Passage shown —

US investment figs Q1 2005

Venture capitalists in the US invested US$4.6bn in 674 companies in Q1 2005, according to the MoneyTree Survey by PricewaterhouseCoopers, Thomson Venture Economics and the National Venture Capital Association. While this was lower than the Q4 2004 figure of US$5.4bn, it was equal to Q3 2004. Over the past two years quarterly investing has floated between US$4.4bn and US$5.9bn.

The value and number of first-time financings climbed slightly to US$1.2bn in 197 companies in Q1 2005, up from the US$1.1bn average of last year. Such fundings made up 26% of all VC investments compared to 21% in 2004, making it the largest proportion since 2000. In Q1 2005, 123 early stage companies attracted an average of US$4.5m per company for their first round of funding, while 36 expansion stage companies got an average of US$11.4m, and nine later stage companies an average of US$20.1m.

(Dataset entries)
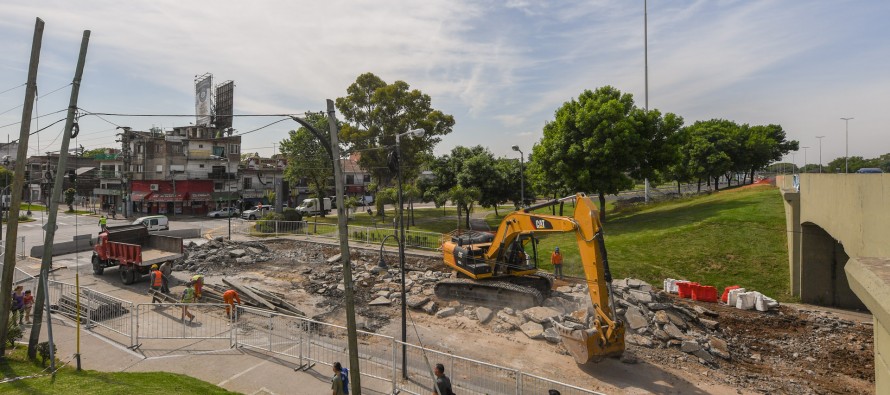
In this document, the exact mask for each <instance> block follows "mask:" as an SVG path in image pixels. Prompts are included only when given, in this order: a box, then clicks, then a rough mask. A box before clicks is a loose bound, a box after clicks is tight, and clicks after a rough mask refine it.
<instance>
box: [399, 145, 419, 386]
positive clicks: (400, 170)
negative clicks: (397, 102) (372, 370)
mask: <svg viewBox="0 0 890 395" xmlns="http://www.w3.org/2000/svg"><path fill="white" fill-rule="evenodd" d="M425 132H426V131H425V130H423V129H411V130H409V131H407V132H405V133H397V134H396V173H397V174H398V179H399V272H401V276H400V281H401V286H402V377H403V378H408V364H407V362H405V361H407V357H408V347H407V346H406V345H405V343H406V342H407V341H408V322H407V318H408V308H407V305H408V301H407V296H406V293H407V290H406V289H405V208H404V206H403V205H402V158H401V155H402V148H401V137H402V136H405V135H408V136H415V137H423V134H424V133H425Z"/></svg>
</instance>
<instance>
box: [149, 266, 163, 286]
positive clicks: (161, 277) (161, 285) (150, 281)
mask: <svg viewBox="0 0 890 395" xmlns="http://www.w3.org/2000/svg"><path fill="white" fill-rule="evenodd" d="M163 277H164V275H163V274H161V271H160V270H158V265H151V271H149V272H148V289H149V291H158V292H160V291H161V289H163V286H164V280H163Z"/></svg>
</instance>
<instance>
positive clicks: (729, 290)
mask: <svg viewBox="0 0 890 395" xmlns="http://www.w3.org/2000/svg"><path fill="white" fill-rule="evenodd" d="M739 288H741V287H740V286H738V285H730V286H728V287H726V288H723V295H722V296H720V300H721V301H723V303H726V302H727V301H728V300H729V291H732V290H734V289H739Z"/></svg>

Problem — Continue the piece on US venture capital investment in Q1 2005, above, picking up right after its last sentence.

Response to this task —
The life sciences sector saw investment fall by over half a billion dollars, from the Q4 2004 figure of US$1.6bn to Q1 2005 recording US$1.08bn. This is the lowest amount since Q1 2003. A total of 129 life sciences companies were funded versus 162 in the prior quarter. The sector accounted for 19% of all deals and 23% of all dollars during the period, still a solid level, reflective of recent market conditions.

The software industry remained the largest single sector with 198 companies receiving US$1.1bn in financing. Both figures are marginally down from the previous quarter, but software represented the biggest draw for VCs, with the sector getting 24% of venture funding in Q1 and 29% of all deals, in line with historical norms.

Telecommunications investing continued to decline with 58 companies capturing US$371m, significantly below its average over the last two years. The networking sector saw a slight upturn with US$348m invested in 40 companies, but even this is still below its two-year average.

Mark Heesen, president of the National Venture Capital Association, said: “Venture investment was indeed down this quarter, but it still fell within the US$4bn to $6bn range that we consider to be at a rational, investable, performance-driven equilibrium. We would like to see the industry stay within this ‘RIPE zone’ for the remainder of the year, as a US$20bn to US$23bn annual investment level is a logical place to be considering market conditions. We are also looking for a noticeable up tick in the percentage of earlier stage deals which has yet to occur, but we anticipate taking place as venture capitalists begin to deploy recently raised new funds.”